抜粋文 >>
==================================================
ニュートンの言葉を引くまでもなく、人は元々好奇心をもち、「それを科学することの知恵」を持ち合わせているのだろう。
そんな当たり前のことを、自分たちは今の日常でも覚えておきたいと思う。
そんな「ゆったりとした時間」をついつい失いがちな現代だから、改めて自分たちの好奇心とその発露について、立ち止まってみたいのである。
レア・アースと好奇心が生んだ「偏光発光」の無限の可能性
青山学院大学准教授 長谷川美貴
世界で初めて成功した偏光発光
昨年、にわかにマスコミを賑わすようになったのが「レア・アース」という言葉です。レア・アースは主に鉱物に含まれる元素群で、電子部品やMRIなどの医療機器、そしてハイブリッドカーなど、私たちの生活に欠かせない原料となっているようです。そもそも、レア・アースとはどんなものなのでしょう。
==================================================
提供資料 >>
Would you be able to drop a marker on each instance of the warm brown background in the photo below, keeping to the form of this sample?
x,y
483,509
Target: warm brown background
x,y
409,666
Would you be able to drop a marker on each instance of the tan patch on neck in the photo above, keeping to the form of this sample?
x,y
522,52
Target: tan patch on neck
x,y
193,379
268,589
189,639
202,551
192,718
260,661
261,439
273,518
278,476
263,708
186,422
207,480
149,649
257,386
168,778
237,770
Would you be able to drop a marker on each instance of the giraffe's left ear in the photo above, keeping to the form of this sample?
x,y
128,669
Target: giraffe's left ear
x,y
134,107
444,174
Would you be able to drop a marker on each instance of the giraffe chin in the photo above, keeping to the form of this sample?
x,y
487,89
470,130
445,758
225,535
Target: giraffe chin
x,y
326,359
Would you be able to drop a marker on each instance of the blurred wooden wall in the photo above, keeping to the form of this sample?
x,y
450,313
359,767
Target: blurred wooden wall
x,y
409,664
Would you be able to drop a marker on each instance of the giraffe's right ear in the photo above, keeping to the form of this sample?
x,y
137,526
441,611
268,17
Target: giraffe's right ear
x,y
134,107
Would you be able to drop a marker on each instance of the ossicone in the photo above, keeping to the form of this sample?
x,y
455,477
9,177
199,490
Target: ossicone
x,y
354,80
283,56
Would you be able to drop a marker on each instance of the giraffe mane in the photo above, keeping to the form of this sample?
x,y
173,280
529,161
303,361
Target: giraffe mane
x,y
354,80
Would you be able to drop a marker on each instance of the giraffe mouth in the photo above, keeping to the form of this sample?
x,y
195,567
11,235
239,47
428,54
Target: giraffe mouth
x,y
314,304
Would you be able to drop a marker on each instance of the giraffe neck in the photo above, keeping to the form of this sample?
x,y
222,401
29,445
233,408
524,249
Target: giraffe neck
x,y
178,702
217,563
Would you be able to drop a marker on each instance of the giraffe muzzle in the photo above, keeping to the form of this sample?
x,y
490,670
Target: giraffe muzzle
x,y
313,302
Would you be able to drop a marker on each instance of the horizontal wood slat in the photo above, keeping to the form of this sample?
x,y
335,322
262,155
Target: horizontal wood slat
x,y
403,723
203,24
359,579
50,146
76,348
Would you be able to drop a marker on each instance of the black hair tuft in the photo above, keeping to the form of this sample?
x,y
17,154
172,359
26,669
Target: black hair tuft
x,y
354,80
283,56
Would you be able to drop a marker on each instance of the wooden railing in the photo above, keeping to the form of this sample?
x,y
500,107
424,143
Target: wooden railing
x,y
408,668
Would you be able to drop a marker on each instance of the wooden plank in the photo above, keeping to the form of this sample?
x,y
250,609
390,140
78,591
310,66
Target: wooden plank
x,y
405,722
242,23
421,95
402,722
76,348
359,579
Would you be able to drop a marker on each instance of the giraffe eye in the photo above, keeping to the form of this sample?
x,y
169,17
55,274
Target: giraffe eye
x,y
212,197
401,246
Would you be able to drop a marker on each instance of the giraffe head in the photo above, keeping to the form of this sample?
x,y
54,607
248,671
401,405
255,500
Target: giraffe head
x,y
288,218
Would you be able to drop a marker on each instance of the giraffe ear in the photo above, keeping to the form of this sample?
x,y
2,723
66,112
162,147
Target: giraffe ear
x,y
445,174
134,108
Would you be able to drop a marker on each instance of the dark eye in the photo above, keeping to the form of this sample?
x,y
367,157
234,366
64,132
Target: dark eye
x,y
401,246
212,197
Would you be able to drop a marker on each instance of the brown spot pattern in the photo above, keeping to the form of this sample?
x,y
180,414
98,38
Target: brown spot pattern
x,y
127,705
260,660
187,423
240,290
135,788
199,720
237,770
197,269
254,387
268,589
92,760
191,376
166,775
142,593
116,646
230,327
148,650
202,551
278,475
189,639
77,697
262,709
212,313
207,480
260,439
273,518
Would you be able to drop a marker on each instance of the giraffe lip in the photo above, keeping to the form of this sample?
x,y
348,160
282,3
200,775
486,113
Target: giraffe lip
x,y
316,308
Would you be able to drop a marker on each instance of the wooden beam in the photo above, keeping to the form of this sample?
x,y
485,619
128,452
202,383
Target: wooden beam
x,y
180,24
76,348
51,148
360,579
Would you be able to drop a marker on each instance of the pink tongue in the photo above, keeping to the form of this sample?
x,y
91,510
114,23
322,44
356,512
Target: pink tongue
==================================================
課題一覧 >>
1) 抜粋文によると、レア・アースは主に何に含まれる元素群ですか。
2) 抜粋文のうち、「ニュートンの言葉を引くまでも」で始まり「立ち止まってみたいのである。」まで続く部分を、一字も変えずに書き写してください。
3) レア・アースと偏光発光を扱う抜粋文を、最後の文のあとから書き継いでください。
資料は使わなくてかまいません。

解答 >>
1) 主に鉱物に含まれる元素群です。

2)
ニュートンの言葉を引くまでもなく、人は元々好奇心をもち、「それを科学することの知恵」を持ち合わせているのだろう。
そんな当たり前のことを、自分たちは今の日常でも覚えておきたいと思う。
そんな「ゆったりとした時間」をついつい失いがちな現代だから、改めて自分たちの好奇心とその発露について、立ち止まってみたいのである。

3)
「希土類元素」と訳されるレア・アースは、一群の金属元素の総称です。これらの金属は、埋蔵量が少ないというより、精製が難しいために入手しづらい(レアな)資源となっています。そして、このレア・アースの大部分を占める「ランタノイド」と呼ばれる元素たちは、原子内の電子の配置が特殊なため、ほかの元素にない特質を持ち、とりわけさまざまな電子部品の性能向上に、きわめて大きな力を発揮する。そのため現在では、パソコンや携帯電話などの電子機器には不可欠の素材となっているのです。
さて、実は私自身、レア・アースのひとつであるプラセオジムという金属と一種の石鹸分子を化合させることにより、ある特殊な現象を引き起こす素材を開発し、その仕組みの解明に世界で初めて成功しました。その現象とは、「分子の織り成す偏光発光」です。
ご存じのように、光は波の性質を持っています。太陽や電球などから直接届く光には、進行方向に対し、上下左右あらゆる方向に振動する波が含まれている。これに対し、特定の方向にのみ振動する光が「偏光」です。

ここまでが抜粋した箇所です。